BRONFRAGMENT:
┏━━
De Heere kan tot verzekering van het geloof het vonnis van de vrijspraak met kracht in 't geweten bekend maken, alsof het met een hoorbare stem tot ons gesproken wordt. Ds. B. Srnytegelt noemt dat de onmiddellijke verzekering die sommigen ontvangen. Maar de meesten worden middellijk verzekerd/ daar vele vromen zich mede behelpen moeten en daar ze doorgaans de weg mee overbrengen, zegt deze oudvader. Hij bedoelt dus dat dit meer Gods gewone weg is. We mogen deze middellijke verzekering niet gering achten en mogen de Heere niet dwingen de weg te gaan, die wij de juiste voor ons achten. En de onmiddellijke verzekering dus ook niet normatief voor allen stellen. Ds. A. Hellenbroek stelt in zijn bekende leerboekje voor de catechisatie de vraag wat de voornaamste en eigenlijke rechtvaardigmakende daad van het geloof is? Zijn antwoord is dat het die daad der ziel is waardoor zij met overgegeven genegenheid de Heere Jezus als de enige oorzaak van haar zaligheid, met verloochening van zichzelf en alle andere dingen of personen, begeert en dadelijk aangrijpt. Zo zien we dat het geloof rechtvaardigend van aard is en het geloof in de Heere Jezus Christus de rechtvaardigheid meebrengt. Gods Woord spreekt er zo ook over: Die in de Zoon gelooft, heeft het eeuwige leven; maar die de Zoon ongehoorzaam is, die zal het leven niet zien, maar de toorn Gods blijft op hem.
┗━━
GEGEVEN OPGAVE 1:
Beantwoord aan de hand van het bronfragment de volgende vragen:
(a) Welke soort verzekering noemt de oudvader meer Gods gewone weg?
(b) In welk werk stelt Ds. A. Hellenbroek de vraag naar de eigenlijke rechtvaardigmakende daad van het geloof?
(c) Wat blijft volgens het aangehaalde woord op hem die de Zoon ongehoorzaam is?
GEGEVEN OPGAVE 2:
Schrijf het bronfragment over de verzekering van het geloof verder, te beginnen na de laatste zin ervan.
De lijst hierna is afzonderlijk materiaal en hoort niet bij het bronfragment.

INHOUD DATASET:
┏━━
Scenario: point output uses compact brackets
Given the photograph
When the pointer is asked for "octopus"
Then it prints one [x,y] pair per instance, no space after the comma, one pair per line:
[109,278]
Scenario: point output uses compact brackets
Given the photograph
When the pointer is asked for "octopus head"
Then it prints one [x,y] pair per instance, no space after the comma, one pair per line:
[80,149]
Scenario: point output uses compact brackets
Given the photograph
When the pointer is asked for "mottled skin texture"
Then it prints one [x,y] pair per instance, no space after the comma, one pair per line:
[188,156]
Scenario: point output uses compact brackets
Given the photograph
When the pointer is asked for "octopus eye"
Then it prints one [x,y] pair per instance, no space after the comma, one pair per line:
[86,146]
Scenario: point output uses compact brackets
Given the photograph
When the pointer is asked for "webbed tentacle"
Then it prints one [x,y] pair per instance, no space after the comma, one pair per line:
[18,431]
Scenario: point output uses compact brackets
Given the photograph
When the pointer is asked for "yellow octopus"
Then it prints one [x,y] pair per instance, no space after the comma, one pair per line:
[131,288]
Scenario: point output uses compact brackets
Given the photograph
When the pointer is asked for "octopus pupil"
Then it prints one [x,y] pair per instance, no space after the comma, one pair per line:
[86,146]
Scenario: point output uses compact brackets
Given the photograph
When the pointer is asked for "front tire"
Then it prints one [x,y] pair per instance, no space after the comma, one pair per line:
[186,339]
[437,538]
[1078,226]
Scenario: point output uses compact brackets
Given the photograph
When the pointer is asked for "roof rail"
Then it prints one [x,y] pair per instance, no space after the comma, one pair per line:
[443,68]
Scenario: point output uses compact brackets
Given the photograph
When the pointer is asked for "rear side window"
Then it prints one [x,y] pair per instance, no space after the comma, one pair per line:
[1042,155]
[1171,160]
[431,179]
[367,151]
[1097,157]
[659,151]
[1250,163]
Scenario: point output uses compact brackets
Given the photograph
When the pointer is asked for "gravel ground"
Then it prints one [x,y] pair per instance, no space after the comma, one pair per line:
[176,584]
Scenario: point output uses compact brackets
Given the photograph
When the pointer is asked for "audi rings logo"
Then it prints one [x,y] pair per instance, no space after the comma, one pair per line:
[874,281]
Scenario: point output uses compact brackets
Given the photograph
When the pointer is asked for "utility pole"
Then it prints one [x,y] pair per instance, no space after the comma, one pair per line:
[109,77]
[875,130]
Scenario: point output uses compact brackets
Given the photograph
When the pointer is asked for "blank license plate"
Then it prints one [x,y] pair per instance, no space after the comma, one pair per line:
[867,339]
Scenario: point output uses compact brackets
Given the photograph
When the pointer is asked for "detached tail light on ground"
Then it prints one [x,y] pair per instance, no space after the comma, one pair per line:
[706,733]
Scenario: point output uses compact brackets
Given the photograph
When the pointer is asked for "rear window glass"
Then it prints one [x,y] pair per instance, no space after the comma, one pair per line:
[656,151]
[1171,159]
┗━━
VERWACHT ANTWOORD 1:
(a) De middellijke verzekering.
(b) In zijn bekende leerboekje voor de catechisatie.
(c) De toorn Gods.

VERWACHT ANTWOORD 2:
Gods Woord en onze belijdenis spreken niet van een rechtvaardiging zonder geloof. Ursinus, de opsteller van de Catechismus schrijft zelfs in de toelichting op Zondag 23 Zonder deze toeëigening onzerzijds (door het geloof, H.R) geschiedt de Goddelijke (toerekening) niet, maar het is noodzakelijk dat ze beide samengaan. Beide zijn het werk van de Heilige Geest. Vandaar dat ook in de verklaring van Zondag 23, vraag 60, gezegd wordt: In zo verre, dat wil zeggen indien althans, ik zulke weldaad met een waar geloof aanneem. Zie ook vraag 45 van Het Kort Begrip: En dat ik die niet anders dan door het geloof kan aannemen."

Wat betekent het, dat Gods kinderen worden opgewekt tot een nieuw leven?

"Christus verwierf niet alleen de rechtvaardiging, de vergeving van de zonden, maar ook de vernieuwing van het leven. Onze Catechismus wijst erop, dat het onmogelijk is, dat iemand die door een waar geloof In Christus is ingeplant, niet zou voortbrengen vruchten der dankbaarheid. Die Hij verlost, vernieuwt Hij ook naar Zijn beeld. Beide zegeningen zijn in Christus één. Ze kunnen niet van elkaar gescheiden worden. Net zomin als dit kan van het licht en de warmte van de zon.

De goede werken zijn geen grond voor de rechtvaardiging. Dat is alleen het werk van Christus. Maar zodra we door het geloof in Christus zijn ingelijfd, komen de vruchten der dankbaarheid. Want het geloof werkt door de liefde. Jakobus wijst er terecht op, dat het geloof zonder de werken een dood geloof is. Hij geeft als voorbeeld aan, dat Abraham en Rachab de verzekering van hun rechtvaardigheid hebben ontvangen toen ze goede werken voortbrachten. Dus ook voor het geloofsleven is het van de grootste betekenis goede werken te doen. Het geloof zal tanen als daar geen hartelijk verlangen naar is en ze niet beoefend worden.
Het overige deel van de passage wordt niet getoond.